Scan the records for the word "canopy". Report each line where it occurs.

## The records
○ ○ ○ ○
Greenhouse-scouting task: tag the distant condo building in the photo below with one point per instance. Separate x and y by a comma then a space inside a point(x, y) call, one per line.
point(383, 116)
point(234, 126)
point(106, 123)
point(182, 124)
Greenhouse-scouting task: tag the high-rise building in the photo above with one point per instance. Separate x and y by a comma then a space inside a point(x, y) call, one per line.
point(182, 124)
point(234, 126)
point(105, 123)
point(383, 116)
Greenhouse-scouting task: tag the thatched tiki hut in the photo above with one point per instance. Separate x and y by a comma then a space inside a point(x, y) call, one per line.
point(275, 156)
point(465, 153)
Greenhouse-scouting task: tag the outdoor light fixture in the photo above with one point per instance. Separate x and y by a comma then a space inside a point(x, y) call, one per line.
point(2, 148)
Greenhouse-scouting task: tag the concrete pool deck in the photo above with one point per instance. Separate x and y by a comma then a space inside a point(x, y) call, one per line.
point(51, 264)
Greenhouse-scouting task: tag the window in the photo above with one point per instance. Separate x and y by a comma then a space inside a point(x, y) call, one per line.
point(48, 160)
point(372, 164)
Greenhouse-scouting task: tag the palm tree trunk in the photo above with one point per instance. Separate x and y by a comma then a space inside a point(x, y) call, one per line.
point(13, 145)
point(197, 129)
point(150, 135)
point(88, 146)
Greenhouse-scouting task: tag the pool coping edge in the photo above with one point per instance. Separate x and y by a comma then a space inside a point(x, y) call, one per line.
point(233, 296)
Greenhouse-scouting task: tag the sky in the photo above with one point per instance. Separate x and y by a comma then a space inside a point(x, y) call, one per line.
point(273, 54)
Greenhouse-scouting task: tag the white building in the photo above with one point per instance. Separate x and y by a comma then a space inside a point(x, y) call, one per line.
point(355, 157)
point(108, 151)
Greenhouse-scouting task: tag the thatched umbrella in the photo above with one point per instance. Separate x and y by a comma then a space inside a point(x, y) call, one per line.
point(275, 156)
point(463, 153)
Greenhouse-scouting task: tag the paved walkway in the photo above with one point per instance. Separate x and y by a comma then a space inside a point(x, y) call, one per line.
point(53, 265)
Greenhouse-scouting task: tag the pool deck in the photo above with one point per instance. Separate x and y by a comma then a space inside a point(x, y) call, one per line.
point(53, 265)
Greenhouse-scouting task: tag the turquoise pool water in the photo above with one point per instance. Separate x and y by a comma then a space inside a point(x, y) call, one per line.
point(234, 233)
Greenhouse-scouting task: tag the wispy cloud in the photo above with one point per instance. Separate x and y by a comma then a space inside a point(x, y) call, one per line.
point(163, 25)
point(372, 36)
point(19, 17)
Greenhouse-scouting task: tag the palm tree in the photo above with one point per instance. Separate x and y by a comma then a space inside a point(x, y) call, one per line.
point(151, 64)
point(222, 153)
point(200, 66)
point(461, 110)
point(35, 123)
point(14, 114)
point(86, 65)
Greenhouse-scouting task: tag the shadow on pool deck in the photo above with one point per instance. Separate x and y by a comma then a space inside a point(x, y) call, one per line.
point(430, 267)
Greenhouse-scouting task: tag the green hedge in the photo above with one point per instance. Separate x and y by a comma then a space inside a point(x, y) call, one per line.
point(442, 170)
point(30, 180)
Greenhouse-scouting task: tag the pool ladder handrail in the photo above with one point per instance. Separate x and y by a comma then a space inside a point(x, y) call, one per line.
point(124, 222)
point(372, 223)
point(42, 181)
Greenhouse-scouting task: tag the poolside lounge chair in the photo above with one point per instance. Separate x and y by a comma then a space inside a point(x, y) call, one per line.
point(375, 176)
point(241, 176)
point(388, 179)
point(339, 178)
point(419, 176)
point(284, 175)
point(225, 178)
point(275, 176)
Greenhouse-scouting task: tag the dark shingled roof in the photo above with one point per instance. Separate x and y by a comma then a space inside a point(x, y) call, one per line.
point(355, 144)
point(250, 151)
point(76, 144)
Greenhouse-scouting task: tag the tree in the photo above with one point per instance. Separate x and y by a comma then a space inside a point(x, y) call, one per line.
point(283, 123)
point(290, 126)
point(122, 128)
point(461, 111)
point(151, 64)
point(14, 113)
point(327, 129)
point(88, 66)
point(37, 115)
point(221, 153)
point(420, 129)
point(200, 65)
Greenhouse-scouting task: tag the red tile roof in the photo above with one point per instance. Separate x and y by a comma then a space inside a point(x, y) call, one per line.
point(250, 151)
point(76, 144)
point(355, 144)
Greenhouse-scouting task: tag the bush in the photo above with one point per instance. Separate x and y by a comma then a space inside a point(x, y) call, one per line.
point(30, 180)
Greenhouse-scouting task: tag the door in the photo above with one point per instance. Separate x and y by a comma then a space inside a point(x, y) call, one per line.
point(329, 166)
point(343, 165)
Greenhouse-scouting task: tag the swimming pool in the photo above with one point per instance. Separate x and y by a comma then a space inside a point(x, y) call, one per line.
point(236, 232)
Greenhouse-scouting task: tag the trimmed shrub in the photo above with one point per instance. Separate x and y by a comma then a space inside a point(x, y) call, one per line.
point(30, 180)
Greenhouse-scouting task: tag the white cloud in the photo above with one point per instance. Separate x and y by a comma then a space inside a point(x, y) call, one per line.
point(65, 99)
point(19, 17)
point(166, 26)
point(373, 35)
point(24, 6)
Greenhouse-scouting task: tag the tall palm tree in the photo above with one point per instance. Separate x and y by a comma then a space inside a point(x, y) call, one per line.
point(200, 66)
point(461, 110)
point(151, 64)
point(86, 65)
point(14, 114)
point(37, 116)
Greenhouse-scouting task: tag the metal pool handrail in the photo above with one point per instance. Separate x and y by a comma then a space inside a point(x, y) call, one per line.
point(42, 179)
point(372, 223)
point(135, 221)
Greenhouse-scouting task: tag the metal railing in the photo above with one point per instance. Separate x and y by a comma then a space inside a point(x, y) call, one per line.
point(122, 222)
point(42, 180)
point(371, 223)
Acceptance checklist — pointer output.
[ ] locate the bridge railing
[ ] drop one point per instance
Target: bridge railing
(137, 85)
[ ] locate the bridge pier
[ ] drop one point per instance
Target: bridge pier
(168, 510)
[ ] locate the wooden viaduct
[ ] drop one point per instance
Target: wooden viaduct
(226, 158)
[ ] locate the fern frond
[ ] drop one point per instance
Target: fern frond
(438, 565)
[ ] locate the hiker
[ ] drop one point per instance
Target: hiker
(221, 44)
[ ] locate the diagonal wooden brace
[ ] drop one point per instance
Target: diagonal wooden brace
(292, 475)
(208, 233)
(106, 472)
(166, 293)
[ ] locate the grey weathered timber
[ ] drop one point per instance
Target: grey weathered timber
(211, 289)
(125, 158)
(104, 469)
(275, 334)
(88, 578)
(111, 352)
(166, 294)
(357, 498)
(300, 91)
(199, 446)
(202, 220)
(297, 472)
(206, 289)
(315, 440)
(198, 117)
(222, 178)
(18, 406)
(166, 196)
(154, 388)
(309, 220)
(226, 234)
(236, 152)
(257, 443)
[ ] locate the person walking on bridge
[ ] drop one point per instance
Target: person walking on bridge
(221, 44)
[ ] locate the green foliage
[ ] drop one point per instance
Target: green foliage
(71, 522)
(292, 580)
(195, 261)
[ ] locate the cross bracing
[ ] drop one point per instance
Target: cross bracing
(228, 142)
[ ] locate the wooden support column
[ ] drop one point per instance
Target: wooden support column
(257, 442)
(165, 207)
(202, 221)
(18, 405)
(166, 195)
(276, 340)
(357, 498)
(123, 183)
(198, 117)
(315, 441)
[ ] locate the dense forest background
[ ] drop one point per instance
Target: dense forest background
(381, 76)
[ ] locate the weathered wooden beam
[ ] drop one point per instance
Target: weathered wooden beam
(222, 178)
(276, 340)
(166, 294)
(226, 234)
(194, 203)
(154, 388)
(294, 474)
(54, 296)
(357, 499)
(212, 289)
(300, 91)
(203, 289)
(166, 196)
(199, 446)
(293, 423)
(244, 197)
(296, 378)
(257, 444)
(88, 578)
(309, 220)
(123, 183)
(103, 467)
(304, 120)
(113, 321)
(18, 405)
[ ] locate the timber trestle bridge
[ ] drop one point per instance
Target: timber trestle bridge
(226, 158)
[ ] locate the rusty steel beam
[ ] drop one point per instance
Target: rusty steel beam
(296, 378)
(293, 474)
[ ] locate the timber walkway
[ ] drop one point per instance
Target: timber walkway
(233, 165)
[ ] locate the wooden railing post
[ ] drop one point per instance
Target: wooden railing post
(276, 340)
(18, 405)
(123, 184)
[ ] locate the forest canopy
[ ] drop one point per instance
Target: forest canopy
○ ○ ○ ○
## Worked solution
[ ] locate the forest canopy
Target: forest canopy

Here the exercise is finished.